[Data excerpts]
———
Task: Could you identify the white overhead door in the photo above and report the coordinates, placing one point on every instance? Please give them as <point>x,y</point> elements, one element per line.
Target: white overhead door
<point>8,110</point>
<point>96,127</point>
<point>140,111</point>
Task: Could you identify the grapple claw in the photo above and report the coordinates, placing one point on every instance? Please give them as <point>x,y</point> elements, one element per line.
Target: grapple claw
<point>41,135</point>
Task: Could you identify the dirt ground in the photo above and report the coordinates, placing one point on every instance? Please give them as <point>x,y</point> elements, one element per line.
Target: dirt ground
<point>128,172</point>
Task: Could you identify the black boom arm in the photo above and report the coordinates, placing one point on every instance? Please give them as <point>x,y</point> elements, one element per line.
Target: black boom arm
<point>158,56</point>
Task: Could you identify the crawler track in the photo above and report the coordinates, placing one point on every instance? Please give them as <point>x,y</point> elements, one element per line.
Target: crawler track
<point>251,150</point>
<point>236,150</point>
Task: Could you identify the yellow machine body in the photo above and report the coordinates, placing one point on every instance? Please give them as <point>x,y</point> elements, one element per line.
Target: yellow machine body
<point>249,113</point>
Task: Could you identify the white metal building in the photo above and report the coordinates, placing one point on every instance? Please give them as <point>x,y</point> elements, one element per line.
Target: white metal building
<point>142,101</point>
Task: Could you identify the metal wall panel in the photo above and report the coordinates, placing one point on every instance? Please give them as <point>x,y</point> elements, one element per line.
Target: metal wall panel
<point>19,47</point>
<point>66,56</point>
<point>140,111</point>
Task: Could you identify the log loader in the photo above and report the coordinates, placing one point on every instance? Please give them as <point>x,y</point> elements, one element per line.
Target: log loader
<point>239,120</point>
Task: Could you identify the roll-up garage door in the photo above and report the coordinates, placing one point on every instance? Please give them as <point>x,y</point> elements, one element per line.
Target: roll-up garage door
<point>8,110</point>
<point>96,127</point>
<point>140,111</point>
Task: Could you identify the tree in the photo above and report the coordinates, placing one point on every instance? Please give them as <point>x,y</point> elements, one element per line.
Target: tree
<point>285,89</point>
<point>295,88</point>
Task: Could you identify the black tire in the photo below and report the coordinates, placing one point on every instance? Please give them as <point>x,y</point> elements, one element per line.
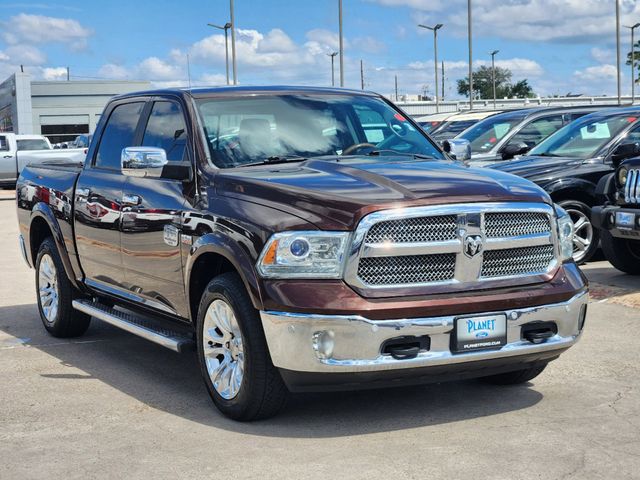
———
§ **Brief**
Give back exactly the lines above starting at the line where "Task: Could you identify the black boom" appears and ending at the line where "Task: Could you identify the crawler" appears, both included, with no other lines.

§ **Exercise output**
Task: Could you identify the black boom arm in the photo above and report the coordinates, placing one point on every instance? Please give them as <point>x,y</point> elements, one element per line.
Target: black boom arm
<point>158,56</point>
Task: Could you identify the crawler track in the photo above and report the coordinates, placing one point on every instance? Please give them as <point>x,y</point> elements, one element per line.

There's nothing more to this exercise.